* GIVEN INSTRUCTION
Rewrite the items below as a numbered list, starting with the line that contains "411, row 263." and going on through the line that contains "column 561, row 304", skipping any blank lines.

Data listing
__________________________________________________
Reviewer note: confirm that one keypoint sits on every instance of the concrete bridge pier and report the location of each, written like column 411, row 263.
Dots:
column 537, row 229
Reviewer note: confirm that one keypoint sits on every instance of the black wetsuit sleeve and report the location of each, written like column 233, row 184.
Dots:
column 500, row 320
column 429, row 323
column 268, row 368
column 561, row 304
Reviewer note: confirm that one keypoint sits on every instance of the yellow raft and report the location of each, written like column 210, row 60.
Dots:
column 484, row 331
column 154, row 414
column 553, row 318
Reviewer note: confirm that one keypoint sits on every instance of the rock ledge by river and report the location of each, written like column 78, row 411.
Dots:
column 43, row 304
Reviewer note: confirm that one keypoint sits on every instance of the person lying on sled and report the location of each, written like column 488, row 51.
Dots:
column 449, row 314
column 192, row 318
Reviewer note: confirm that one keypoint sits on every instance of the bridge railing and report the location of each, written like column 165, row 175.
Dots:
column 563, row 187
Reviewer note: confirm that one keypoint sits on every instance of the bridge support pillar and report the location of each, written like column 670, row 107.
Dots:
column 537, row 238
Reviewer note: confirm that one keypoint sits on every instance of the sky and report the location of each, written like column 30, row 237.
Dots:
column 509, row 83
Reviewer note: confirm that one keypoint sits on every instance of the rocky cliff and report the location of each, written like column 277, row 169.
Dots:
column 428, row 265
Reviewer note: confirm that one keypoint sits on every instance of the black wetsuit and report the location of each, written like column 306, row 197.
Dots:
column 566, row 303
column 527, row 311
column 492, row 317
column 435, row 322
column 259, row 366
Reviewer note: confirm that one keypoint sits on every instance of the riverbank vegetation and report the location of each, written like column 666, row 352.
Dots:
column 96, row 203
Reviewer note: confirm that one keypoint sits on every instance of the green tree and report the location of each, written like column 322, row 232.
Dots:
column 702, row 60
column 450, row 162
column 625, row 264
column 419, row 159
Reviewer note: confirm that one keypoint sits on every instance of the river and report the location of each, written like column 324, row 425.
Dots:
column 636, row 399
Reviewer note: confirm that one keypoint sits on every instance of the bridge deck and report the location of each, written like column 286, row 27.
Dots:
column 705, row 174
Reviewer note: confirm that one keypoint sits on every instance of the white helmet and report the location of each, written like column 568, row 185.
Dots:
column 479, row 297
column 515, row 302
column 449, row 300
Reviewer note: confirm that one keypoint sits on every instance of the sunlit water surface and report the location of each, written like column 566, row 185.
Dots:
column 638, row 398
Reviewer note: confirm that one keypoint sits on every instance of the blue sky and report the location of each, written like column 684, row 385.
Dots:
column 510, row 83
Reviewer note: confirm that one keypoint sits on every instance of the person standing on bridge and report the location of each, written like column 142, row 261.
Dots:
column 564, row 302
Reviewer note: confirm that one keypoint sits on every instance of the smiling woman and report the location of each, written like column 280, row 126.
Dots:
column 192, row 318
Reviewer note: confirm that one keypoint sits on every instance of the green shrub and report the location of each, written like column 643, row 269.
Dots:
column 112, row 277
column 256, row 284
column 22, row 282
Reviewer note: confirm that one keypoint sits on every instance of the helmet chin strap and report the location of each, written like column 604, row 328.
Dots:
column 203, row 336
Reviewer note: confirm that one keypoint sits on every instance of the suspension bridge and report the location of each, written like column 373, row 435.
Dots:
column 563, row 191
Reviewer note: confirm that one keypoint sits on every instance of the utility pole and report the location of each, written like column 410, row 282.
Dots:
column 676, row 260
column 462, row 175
__________________________________________________
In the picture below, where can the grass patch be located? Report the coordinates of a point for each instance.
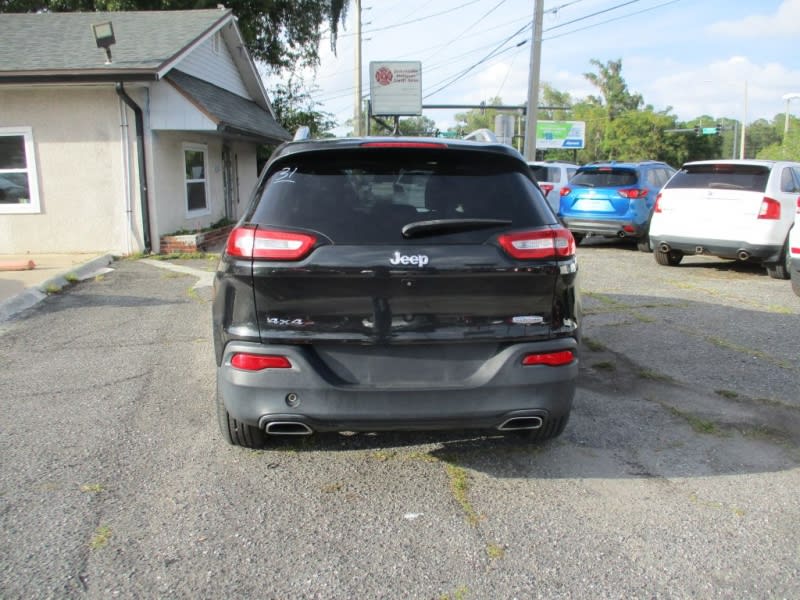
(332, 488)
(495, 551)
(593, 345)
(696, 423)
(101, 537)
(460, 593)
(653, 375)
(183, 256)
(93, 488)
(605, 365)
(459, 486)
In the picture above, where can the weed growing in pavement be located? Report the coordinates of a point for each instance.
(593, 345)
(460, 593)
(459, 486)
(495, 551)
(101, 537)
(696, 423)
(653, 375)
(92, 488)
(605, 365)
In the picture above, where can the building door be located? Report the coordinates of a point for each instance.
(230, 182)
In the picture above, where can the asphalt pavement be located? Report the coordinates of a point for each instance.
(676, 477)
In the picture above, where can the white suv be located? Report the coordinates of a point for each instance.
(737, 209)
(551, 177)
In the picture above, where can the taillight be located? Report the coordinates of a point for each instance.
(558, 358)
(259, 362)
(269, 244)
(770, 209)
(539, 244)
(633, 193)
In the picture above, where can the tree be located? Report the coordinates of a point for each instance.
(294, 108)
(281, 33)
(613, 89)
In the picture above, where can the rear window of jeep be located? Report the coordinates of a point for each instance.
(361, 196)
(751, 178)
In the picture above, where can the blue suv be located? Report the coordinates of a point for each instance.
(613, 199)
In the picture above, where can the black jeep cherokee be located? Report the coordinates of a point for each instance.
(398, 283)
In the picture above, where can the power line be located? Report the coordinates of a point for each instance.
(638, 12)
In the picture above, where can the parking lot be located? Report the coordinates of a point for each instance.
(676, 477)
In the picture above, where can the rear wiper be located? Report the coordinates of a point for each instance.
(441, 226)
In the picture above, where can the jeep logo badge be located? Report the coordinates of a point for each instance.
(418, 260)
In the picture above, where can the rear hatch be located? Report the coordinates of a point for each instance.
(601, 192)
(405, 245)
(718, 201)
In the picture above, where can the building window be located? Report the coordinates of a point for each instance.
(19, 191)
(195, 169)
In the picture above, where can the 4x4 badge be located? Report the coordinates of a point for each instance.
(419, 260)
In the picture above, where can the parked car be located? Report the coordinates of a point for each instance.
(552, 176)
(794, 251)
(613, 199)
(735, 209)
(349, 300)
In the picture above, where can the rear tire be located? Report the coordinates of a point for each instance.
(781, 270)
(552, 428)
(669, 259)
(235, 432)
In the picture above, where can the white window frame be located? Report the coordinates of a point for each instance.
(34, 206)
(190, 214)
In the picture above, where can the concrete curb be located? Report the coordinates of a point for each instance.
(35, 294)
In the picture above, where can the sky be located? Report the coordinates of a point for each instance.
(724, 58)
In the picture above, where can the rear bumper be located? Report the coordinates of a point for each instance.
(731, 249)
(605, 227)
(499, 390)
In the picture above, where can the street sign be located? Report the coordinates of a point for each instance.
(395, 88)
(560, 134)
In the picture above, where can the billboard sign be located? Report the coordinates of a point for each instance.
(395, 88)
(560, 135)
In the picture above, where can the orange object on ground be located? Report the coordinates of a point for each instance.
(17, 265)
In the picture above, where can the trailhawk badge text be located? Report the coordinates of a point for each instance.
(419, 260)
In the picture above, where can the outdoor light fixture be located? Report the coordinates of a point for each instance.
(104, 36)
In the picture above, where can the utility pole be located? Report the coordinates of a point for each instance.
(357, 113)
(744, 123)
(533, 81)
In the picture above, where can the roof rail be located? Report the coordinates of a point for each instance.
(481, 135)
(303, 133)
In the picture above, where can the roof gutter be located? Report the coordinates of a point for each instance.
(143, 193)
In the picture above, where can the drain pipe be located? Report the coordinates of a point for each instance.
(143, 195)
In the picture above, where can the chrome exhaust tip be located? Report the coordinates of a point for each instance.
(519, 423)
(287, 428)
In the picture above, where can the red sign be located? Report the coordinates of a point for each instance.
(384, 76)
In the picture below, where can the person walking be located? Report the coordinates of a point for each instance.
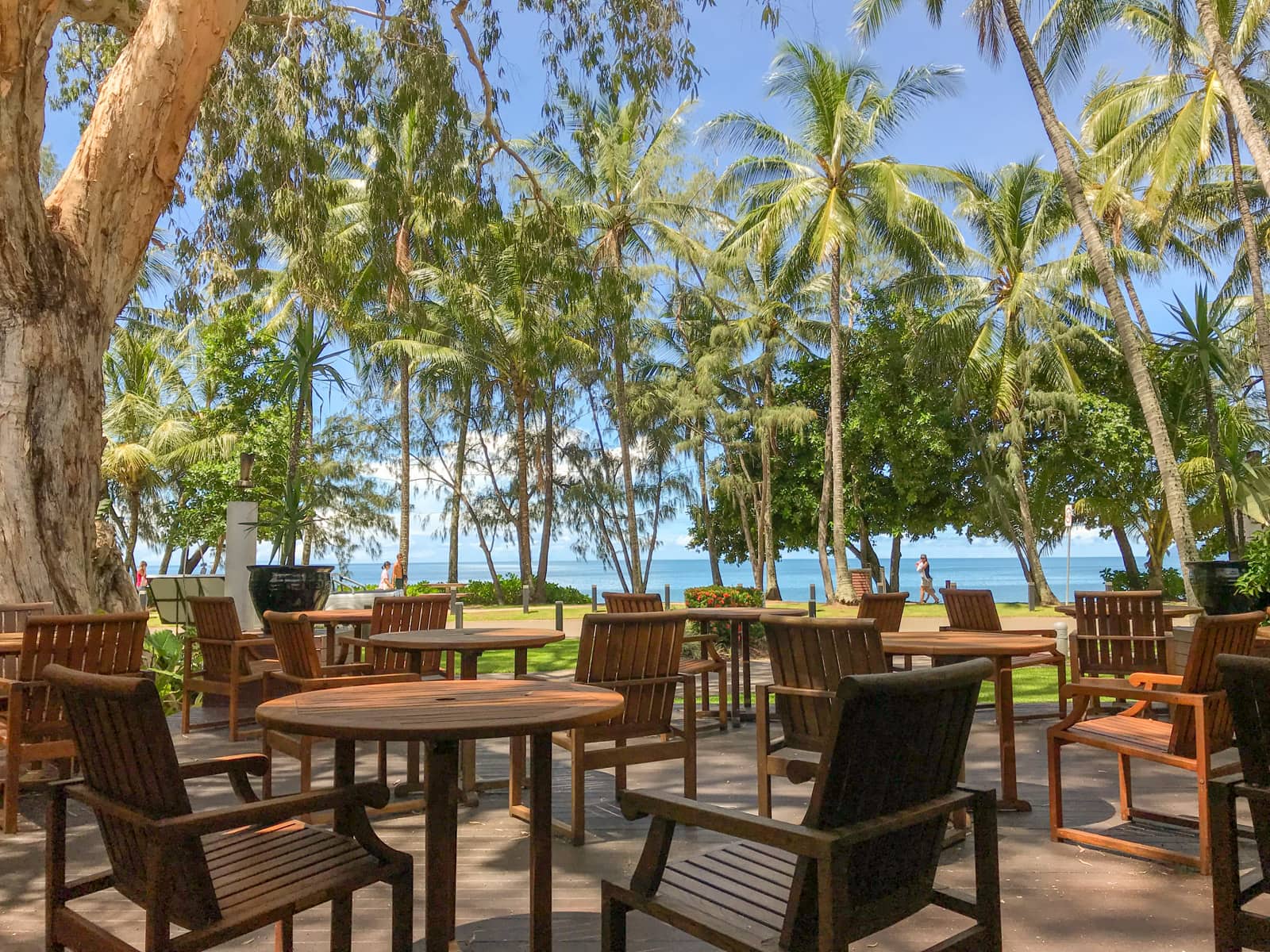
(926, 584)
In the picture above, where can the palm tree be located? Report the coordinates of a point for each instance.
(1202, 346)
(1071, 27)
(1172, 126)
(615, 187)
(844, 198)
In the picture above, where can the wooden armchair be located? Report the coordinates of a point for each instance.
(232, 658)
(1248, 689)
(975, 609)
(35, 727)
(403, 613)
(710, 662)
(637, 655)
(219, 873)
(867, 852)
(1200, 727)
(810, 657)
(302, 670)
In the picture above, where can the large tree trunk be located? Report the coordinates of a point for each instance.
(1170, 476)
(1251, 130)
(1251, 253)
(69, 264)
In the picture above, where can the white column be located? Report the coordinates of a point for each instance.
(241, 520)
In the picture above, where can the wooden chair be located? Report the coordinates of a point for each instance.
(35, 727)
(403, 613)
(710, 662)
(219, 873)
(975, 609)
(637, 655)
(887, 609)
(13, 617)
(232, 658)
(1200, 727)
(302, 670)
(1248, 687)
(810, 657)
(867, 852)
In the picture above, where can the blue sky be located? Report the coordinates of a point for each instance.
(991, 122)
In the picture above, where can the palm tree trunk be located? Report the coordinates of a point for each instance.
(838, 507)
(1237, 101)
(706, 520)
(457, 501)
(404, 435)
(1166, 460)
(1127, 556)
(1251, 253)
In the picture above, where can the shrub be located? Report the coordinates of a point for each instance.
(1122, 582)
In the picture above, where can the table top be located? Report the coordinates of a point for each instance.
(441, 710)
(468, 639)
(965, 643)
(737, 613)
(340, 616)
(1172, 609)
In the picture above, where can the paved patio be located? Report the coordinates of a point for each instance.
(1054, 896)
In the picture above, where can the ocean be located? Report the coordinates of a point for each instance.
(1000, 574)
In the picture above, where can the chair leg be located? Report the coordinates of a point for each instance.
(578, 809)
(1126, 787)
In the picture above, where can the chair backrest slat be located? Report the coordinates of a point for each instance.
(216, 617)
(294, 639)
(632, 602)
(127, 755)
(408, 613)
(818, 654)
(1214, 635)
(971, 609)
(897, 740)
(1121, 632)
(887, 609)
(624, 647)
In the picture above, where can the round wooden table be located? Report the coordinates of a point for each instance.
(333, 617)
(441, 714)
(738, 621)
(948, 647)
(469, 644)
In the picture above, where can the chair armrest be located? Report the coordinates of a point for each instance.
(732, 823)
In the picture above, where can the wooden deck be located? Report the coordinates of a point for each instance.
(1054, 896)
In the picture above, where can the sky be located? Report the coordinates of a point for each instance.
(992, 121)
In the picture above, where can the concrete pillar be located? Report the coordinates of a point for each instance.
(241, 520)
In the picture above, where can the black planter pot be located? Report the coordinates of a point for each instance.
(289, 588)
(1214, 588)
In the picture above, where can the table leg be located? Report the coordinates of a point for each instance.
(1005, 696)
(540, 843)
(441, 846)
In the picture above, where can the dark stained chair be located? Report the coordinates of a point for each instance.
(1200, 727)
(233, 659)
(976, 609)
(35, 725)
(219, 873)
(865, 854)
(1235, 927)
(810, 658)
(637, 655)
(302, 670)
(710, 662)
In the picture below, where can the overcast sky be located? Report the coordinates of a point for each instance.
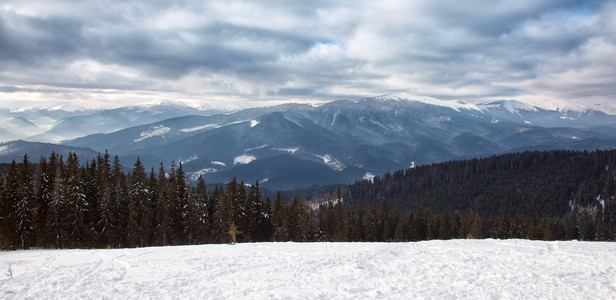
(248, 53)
__________________________________________________
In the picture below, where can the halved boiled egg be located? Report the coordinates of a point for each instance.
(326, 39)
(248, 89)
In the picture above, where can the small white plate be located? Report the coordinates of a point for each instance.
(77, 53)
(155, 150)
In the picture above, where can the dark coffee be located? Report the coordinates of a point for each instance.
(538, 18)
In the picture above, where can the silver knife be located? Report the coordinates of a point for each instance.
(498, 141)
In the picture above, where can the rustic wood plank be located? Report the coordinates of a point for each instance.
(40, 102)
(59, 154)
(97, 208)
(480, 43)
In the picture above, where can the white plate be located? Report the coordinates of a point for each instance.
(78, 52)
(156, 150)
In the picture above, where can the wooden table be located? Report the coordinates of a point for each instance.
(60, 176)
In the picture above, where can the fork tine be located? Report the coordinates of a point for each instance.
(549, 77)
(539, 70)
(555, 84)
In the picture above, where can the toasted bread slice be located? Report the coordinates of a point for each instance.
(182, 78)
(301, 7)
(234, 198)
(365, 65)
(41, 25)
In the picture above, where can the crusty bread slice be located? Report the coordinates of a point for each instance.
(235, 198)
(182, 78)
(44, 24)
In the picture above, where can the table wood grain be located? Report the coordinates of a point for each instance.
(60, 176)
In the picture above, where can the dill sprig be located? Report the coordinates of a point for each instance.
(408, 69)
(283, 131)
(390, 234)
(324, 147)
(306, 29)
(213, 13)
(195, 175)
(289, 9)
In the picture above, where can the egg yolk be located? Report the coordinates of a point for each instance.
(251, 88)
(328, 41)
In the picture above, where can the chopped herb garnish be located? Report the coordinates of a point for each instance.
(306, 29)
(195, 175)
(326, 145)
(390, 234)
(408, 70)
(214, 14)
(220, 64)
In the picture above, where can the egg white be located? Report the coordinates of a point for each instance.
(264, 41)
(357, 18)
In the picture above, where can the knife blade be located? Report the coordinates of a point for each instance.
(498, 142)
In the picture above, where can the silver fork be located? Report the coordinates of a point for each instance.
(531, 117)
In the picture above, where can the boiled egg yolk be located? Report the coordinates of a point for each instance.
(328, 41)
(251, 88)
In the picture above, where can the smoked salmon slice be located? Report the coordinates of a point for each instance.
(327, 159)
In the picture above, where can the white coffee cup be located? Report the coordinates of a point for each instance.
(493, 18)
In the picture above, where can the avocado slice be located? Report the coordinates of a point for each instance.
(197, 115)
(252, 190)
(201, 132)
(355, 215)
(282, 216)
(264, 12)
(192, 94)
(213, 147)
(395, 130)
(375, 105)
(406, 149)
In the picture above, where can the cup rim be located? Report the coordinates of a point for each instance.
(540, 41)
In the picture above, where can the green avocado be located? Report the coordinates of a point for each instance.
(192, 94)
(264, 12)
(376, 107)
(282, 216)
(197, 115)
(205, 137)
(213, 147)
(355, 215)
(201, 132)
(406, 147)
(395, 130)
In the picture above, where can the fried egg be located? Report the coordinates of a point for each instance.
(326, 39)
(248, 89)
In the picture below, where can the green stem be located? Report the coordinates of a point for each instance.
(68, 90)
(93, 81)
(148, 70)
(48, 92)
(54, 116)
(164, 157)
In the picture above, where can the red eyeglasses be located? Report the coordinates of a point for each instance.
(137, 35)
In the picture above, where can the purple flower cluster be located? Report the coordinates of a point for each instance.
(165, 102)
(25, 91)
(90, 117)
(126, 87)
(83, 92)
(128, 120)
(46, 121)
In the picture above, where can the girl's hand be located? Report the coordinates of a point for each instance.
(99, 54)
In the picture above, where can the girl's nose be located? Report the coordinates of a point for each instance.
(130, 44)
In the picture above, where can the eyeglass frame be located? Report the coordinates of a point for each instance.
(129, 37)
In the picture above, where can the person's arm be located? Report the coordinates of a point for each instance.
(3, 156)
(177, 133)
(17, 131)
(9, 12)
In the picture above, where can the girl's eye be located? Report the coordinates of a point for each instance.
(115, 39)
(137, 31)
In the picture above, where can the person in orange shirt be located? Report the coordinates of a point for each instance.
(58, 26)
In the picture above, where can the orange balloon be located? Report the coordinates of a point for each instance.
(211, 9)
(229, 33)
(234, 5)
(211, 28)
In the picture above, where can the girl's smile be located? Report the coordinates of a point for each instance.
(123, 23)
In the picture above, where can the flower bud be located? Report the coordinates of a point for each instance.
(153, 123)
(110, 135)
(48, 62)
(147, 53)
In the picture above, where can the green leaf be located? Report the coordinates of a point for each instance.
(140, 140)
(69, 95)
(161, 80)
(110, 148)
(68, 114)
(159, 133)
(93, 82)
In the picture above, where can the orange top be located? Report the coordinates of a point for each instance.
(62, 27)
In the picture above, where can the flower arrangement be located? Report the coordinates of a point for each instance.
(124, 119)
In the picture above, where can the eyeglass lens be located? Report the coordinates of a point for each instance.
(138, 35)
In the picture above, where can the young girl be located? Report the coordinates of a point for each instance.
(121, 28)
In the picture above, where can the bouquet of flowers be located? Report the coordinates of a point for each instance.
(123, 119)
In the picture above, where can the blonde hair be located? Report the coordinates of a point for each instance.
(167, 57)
__________________________________________________
* RESPONSE TO THE EXERCISE
1. Reviewer note: confirm that one keypoint sits on every instance of the concrete bridge pier and report the location of each, written like column 411, row 263.
2. Dots:
3. column 537, row 229
4. Reviewer note: confirm that one keypoint sits on every instance of the black wetsuit sleeve and report the location of each, written like column 233, row 184.
5. Dots:
6. column 500, row 320
7. column 429, row 323
8. column 268, row 368
9. column 561, row 304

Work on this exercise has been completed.